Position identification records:
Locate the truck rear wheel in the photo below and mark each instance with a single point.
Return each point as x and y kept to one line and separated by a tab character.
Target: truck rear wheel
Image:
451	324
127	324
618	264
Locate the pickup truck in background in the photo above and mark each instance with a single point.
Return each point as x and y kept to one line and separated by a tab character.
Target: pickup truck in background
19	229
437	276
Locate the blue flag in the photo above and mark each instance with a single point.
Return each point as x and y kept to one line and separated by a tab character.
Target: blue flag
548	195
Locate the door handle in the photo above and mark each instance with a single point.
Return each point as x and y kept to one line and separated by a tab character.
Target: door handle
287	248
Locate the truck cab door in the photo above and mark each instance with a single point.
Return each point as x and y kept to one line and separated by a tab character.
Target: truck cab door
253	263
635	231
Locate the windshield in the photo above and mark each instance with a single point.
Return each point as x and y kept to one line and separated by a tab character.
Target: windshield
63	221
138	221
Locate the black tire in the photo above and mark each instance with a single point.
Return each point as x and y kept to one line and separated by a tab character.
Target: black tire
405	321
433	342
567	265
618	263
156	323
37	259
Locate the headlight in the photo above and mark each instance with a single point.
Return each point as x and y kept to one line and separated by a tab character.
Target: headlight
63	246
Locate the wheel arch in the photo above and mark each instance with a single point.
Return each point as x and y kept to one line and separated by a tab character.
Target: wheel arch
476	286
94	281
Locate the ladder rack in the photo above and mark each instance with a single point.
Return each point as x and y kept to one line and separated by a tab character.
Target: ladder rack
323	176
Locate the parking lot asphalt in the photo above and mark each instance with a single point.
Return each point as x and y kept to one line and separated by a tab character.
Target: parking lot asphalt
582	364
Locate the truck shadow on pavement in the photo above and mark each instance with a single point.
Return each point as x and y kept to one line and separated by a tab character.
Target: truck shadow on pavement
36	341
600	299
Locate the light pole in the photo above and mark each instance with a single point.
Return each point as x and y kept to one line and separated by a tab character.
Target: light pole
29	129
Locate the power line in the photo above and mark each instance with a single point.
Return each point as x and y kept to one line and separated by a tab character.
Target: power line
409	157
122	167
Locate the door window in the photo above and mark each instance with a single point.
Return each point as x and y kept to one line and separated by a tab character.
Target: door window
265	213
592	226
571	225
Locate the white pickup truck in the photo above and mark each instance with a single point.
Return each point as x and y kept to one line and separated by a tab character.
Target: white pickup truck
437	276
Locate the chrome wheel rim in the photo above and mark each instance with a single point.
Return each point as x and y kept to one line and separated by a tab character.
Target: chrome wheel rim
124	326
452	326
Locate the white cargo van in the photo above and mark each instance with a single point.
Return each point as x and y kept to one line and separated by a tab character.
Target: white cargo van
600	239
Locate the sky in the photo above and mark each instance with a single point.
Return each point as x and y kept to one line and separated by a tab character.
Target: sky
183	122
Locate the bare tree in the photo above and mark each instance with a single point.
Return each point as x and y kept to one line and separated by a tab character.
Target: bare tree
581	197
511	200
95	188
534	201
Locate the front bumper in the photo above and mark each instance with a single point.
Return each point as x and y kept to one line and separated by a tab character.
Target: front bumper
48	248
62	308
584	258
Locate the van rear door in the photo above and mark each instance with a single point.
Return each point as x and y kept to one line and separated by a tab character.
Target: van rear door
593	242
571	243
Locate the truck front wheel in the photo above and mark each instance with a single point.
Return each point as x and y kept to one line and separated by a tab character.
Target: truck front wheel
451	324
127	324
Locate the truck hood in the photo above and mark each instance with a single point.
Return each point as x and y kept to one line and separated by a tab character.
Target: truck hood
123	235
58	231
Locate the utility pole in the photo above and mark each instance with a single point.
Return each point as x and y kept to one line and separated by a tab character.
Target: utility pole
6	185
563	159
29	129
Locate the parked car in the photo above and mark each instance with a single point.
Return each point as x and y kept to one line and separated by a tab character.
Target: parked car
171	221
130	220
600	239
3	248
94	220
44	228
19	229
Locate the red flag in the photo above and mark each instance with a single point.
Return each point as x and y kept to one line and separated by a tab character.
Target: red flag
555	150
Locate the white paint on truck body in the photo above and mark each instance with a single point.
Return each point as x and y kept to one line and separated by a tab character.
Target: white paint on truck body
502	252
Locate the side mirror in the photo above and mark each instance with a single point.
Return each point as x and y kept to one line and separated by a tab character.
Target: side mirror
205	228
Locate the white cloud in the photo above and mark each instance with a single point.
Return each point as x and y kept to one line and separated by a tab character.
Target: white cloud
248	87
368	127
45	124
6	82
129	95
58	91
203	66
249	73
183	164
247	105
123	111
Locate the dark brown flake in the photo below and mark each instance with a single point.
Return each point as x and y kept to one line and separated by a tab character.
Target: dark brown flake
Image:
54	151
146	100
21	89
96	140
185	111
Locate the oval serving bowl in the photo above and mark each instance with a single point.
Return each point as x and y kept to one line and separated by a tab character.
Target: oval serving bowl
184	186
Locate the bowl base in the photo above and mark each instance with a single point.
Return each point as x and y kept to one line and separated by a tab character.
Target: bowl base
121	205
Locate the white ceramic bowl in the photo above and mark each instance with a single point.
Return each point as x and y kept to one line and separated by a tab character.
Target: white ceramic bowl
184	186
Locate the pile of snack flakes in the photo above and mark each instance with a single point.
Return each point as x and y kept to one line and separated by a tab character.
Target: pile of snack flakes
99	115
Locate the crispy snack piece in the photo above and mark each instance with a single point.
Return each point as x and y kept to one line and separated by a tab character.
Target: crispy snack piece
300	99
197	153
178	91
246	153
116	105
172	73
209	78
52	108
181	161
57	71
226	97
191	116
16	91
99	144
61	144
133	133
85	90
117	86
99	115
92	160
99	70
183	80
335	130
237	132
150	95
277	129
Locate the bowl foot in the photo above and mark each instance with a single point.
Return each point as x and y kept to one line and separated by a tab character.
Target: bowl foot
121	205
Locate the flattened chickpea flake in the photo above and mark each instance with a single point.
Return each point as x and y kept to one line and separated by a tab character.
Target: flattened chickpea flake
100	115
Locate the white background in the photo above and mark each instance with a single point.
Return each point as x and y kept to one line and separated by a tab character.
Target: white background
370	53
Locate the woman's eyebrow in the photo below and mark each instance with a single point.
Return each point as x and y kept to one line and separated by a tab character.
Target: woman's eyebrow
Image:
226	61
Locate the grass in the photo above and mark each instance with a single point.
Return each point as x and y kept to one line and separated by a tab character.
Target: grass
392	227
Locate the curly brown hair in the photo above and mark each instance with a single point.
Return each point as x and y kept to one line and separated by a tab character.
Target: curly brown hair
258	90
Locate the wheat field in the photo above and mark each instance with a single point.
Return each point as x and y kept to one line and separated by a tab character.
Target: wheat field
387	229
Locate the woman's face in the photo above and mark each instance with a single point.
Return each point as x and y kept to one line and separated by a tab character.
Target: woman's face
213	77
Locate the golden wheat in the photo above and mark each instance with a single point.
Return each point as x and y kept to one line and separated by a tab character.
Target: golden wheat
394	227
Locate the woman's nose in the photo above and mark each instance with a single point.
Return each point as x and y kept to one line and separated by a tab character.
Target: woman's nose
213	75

WHAT YOU WILL DO: Would you quote, exactly and only, the lines from the one containing "Locate the woman's face" to the end of the entries?

EXERCISE SOLUTION:
Locate the woman's face in the photo above and mark each instance with a single point.
Return each point as x and y kept to one line and separated by a tab character.
Target: woman's face
213	77
Locate the golden wheat in the photo above and mark each instance with a single point.
Return each point as x and y kept to one line and separated by a tab character.
Target: golden wheat
394	227
Locate the woman's nose in the photo above and mark each instance with a single point.
Return each point as x and y kept to one line and separated by a tab character.
Target: woman's nose
213	75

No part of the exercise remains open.